= Prompt =
Below is a block of records; repeat all of them exactly.

(Data items)
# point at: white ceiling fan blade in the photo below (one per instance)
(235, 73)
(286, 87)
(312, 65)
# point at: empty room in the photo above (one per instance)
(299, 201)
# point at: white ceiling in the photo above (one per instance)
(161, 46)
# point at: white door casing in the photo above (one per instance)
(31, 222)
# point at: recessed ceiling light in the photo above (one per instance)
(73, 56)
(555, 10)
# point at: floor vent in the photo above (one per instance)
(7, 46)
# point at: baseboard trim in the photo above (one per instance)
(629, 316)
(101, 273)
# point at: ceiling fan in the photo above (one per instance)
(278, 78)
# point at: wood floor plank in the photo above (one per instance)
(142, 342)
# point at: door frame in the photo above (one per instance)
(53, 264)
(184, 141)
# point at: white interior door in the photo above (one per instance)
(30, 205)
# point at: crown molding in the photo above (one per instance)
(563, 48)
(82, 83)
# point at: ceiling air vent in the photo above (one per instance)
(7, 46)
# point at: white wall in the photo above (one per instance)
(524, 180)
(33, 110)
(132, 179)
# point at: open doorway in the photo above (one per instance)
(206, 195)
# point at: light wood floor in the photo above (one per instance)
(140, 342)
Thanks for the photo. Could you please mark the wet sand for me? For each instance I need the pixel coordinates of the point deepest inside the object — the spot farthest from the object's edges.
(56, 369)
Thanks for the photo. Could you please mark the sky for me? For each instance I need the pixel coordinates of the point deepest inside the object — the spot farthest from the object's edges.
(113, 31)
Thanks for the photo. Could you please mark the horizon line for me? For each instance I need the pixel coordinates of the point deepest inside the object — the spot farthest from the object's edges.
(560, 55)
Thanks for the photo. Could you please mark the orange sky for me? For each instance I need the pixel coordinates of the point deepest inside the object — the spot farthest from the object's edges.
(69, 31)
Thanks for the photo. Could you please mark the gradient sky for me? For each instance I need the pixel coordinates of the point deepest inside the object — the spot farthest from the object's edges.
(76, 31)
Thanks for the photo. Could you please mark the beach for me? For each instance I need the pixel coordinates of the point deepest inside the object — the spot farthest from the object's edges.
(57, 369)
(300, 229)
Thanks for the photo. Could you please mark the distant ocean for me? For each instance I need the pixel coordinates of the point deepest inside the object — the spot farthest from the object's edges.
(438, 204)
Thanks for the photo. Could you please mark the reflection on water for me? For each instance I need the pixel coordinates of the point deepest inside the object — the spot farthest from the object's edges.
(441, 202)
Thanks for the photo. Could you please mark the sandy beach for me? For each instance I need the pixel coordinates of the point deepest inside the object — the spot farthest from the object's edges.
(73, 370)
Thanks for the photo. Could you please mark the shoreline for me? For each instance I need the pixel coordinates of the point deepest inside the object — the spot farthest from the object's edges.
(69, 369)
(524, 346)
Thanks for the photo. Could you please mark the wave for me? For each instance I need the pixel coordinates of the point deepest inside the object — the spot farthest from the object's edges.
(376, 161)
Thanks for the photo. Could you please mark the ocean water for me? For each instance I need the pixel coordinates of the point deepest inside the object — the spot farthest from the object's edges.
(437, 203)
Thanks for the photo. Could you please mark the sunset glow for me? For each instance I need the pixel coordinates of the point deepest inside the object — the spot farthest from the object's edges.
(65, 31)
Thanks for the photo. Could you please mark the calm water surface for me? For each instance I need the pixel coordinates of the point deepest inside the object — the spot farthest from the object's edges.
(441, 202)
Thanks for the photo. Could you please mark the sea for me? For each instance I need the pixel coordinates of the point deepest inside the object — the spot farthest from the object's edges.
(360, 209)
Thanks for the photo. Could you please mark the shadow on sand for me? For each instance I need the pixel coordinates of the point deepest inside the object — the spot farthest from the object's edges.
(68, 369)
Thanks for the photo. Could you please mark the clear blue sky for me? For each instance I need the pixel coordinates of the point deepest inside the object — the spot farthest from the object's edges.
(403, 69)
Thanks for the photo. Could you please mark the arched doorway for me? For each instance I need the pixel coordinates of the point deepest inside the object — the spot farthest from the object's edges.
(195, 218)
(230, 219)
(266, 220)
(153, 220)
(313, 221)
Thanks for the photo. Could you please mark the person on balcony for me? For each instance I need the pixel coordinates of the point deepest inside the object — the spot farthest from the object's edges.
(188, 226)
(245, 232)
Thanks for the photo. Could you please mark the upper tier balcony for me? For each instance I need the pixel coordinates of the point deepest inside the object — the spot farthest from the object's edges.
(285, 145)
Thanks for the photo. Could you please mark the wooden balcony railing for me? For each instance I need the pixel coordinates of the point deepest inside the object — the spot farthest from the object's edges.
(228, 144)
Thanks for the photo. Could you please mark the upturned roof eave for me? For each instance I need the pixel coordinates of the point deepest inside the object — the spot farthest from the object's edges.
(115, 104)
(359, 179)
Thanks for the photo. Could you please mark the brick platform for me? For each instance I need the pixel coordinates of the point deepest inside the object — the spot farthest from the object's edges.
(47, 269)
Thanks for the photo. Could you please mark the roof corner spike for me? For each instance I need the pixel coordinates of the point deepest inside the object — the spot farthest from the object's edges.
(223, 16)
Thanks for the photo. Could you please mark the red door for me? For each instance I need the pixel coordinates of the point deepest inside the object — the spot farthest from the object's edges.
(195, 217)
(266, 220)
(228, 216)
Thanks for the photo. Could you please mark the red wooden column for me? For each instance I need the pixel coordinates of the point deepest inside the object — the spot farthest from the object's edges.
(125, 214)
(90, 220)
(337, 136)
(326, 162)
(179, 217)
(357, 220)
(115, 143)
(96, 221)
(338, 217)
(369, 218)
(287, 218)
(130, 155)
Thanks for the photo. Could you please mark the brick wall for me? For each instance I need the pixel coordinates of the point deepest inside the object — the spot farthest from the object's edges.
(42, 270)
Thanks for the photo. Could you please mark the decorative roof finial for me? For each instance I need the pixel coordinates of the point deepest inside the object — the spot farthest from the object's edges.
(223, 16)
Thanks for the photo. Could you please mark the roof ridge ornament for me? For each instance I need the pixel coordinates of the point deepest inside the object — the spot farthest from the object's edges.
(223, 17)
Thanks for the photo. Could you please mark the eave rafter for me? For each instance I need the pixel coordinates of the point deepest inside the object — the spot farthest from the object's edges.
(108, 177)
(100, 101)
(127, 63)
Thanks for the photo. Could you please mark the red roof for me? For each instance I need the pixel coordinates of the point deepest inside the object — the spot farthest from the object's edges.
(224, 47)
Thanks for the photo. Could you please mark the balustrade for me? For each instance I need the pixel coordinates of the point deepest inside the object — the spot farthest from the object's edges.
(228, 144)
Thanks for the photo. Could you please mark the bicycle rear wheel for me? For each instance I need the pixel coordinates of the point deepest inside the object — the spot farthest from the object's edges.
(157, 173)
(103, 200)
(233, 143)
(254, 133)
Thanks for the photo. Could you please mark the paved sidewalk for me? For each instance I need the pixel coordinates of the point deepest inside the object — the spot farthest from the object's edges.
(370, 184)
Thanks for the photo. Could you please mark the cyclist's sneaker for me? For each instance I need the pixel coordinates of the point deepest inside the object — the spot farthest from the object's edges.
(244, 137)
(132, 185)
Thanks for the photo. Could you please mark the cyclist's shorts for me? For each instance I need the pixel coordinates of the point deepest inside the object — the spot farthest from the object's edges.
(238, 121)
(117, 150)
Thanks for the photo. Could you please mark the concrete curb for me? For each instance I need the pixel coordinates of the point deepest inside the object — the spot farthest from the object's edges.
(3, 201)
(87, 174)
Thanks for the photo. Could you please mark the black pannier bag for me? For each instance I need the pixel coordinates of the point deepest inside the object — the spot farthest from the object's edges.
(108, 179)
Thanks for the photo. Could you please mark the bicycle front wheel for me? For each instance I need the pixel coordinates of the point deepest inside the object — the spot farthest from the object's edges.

= Response to this exercise =
# point at: white ceiling fan blade in the photo below (one per instance)
(235, 73)
(286, 87)
(312, 65)
# point at: empty room in the photo above (one per instance)
(299, 201)
# point at: white ceiling in the photo above (one per instance)
(161, 46)
# point at: white door casing in the photo above (one per instance)
(31, 222)
# point at: recessed ceiling light in the photo above (one per instance)
(73, 56)
(555, 10)
# point at: floor vent in the photo above (one per instance)
(7, 46)
# point at: baseboard trim in the photo above (one per instance)
(629, 316)
(101, 273)
# point at: ceiling fan in the photo above (one per instance)
(278, 78)
# point at: wood floor plank in the photo above (one per instance)
(142, 342)
# point at: door frame in the photo above (one per instance)
(53, 264)
(184, 141)
# point at: white interior door in the photo above (one per instance)
(30, 205)
# point at: crown molding in the photo above (one per instance)
(563, 48)
(82, 83)
# point at: ceiling air vent in the photo above (one per instance)
(7, 46)
# point at: white wall in the photo above (one per instance)
(524, 180)
(33, 110)
(132, 179)
# point at: open doorway in the photo above (one per instance)
(206, 195)
# point at: light wood floor in the photo above (one per instance)
(140, 342)
Thanks for the photo. Could you please mark the wet sand for me? For each instance I need the pixel coordinates of the point deepest inside the object — the spot farthest from the object's edges.
(56, 369)
Thanks for the photo. Could you please mark the sky for me? For each instance I need the pixel coordinates of the point deepest inside the object — the spot farthest from the object's edges.
(113, 31)
Thanks for the photo. Could you please mark the horizon line for me? For each instance I need the pixel coordinates of the point deepest inside the object — the spot farthest from the object's edges.
(560, 55)
Thanks for the photo. Could you please mark the orange sky for me? For each instance I need the pixel coordinates of the point deepest inside the object — the spot farthest from the object's edges.
(69, 31)
Thanks for the photo. Could you please mark the gradient sky for me? For each instance I need the pixel coordinates of the point deepest inside the object — the spot farthest from the object's edges.
(76, 31)
Thanks for the photo. Could you please mark the beach for me? For each instance I need the pixel coordinates of the point deepest inside the object — the spot farthest from the object's edges.
(57, 369)
(300, 229)
Thanks for the photo. Could you please mark the distant ocean for me? For each instance I need the pixel coordinates of the point deepest inside the object — the spot farthest from the object's edges.
(438, 204)
Thanks for the photo. Could you please mark the reflection on water for me? For each instance I need the pixel coordinates of the point deepest inside the object — the spot farthest from the object's edges.
(441, 202)
Thanks for the photo. Could you please mark the sandy beach for me? For each instance I need the pixel coordinates of the point deepest inside the object — the spot farthest from the object's edges.
(73, 370)
Thanks for the photo. Could you please mark the shoreline for me? For each instance I need the pixel coordinates of the point deepest inside the object — the spot farthest from the object's edges.
(69, 369)
(524, 346)
Thanks for the photo. Could you please mark the wave for me? For each instance I need the pixel coordinates of the point deepest inside the object — the spot farthest from the object's edges.
(376, 161)
Thanks for the photo. Could you please mark the ocean water for me? For each instance I need the pixel coordinates of the point deepest inside the object — the spot farthest from the object's edges.
(437, 203)
Thanks for the photo. Could you please mark the sunset glow for me? For each instance I need the pixel coordinates of the point deepest inside the object — the spot farthest from the object's edges.
(65, 31)
Thanks for the photo. Could you please mark the calm water surface for me? For each instance I need the pixel coordinates of the point deepest inside the object — the spot farthest from the object's edges.
(441, 202)
Thanks for the photo. Could you please mark the sea for me? For each instance I need the pixel coordinates of the point deepest inside the object — the spot farthest from the object's edges.
(360, 209)
Thanks for the photo. Could you please mark the shadow on sand for me? For each instance I need the pixel coordinates of the point deepest inside the object — the spot farthest from the object's edges.
(68, 369)
Thanks for the photo. Could you please mark the clear blue sky for me? For each instance I need the pixel coordinates of the point deepest inside the object — the spot farthest from the object's edges.
(403, 69)
Thanks for the photo. Could you please mark the arched doorway for me? For each instance I need the pixel coordinates of the point deepest inside the object — the spot farthest from the object's edges.
(195, 218)
(230, 219)
(266, 220)
(153, 220)
(313, 221)
Thanks for the photo. Could you please mark the person on balcony for me? For each instance I need the pixel coordinates of the point deepest inside the object — the spot farthest from the object's edges.
(188, 226)
(245, 232)
Thanks for the photo. Could you please mark the upper tier balcony for me? For each instance I need the pixel coordinates of the point deepest inside the object — the spot farthest from the object's edges.
(285, 145)
Thanks for the photo. Could you please mark the wooden balcony railing for me? For each instance I need the pixel coordinates of the point deepest inside the object — the spot farthest from the object's edges.
(228, 144)
Thanks for the photo. Could you please mark the upturned roof eave for me? For each instance I need the pixel coordinates of the point deepest inside the object — the spot farthest from the object's edges.
(115, 104)
(359, 179)
Thanks for the photo. Could you please mark the brick platform for me? For each instance I need the pixel coordinates of the point deepest inside the object — the spot farthest from the object's edges.
(47, 269)
Thanks for the photo. Could you please mark the roof corner spike for me? For each instance I need the pixel coordinates of the point deepest inside the object — the spot farthest from the object's edges.
(223, 16)
Thanks for the photo. Could you please mark the red door for me? For each instance I need the pixel coordinates of the point deepest inside the object — the spot farthest from the object's edges.
(195, 217)
(266, 220)
(228, 216)
Thanks for the photo. Could you please mark the red wooden column for me? For each instance I need the pixel coordinates of the point deepest inside the object — the spot farthest from the object's edges.
(125, 214)
(90, 220)
(337, 136)
(326, 162)
(179, 217)
(357, 220)
(115, 143)
(96, 221)
(338, 217)
(369, 218)
(287, 218)
(130, 155)
Thanks for the photo. Could you please mark the brick wall for me? For each instance I need the pixel coordinates of the point deepest inside the object — the spot farthest from the object's edges.
(42, 270)
Thanks for the photo. Could you please mark the decorative roof finial for me? For each instance I need the pixel coordinates of the point deepest inside the object — the spot farthest from the object's edges.
(223, 16)
Thanks for the photo. Could you please mark the roof ridge ornament for me? For each instance I need the pixel coordinates of the point deepest inside the object — the spot farthest from the object's edges.
(223, 17)
Thanks for the photo. Could you please mark the eave rafter for me? For each instance I need the pixel coordinates of the point deepest inside the object — the spot farthest from the object's edges.
(108, 177)
(100, 101)
(127, 63)
Thanks for the photo. Could you please mark the red roof for me? For each instance I need the pixel coordinates of the point deepest inside the object — the spot farthest from the object's edges.
(224, 47)
Thanks for the photo. Could you please mark the balustrade for me? For each instance I need the pixel coordinates of the point deepest inside the object — the spot farthest from the object's edges.
(228, 144)
Thanks for the photo. Could you please mark the bicycle rear wheel for me? For each instance I need the pixel coordinates of the point deepest inside the object — the spot farthest from the object's edges.
(157, 173)
(103, 200)
(233, 143)
(254, 133)
Thanks for the photo. Could you please mark the paved sidewalk for me? For each instance I need the pixel coordinates of the point deepest inside the object — the spot farthest from the object's edges.
(370, 184)
Thanks for the photo. Could you please mark the cyclist's sneaker for me? For each instance I need the pixel coordinates of the point deepest inside the object — the spot farthest from the object's edges.
(244, 137)
(132, 185)
Thanks for the photo. Could you please mark the cyclist's shorts for me? For each instance I need the pixel coordinates of the point deepest inside the object — the spot farthest from the object's edges.
(238, 121)
(117, 150)
Thanks for the photo. Could you please mark the concrete curb for me? For each instance I need the pixel coordinates of the point deepest inside the object — the spot farthest from the object's edges.
(3, 201)
(87, 174)
Thanks for the photo. Could you please mark the black pannier bag for me? For each instance I need the pixel coordinates of the point deepest inside the object — the spot farthest from the object's edges.
(108, 179)
Thanks for the photo. Could you please mark the bicycle front wheel for me? For each instance I need the pixel coordinates of the point deepest inside the object — the spot farthest from the object's edges.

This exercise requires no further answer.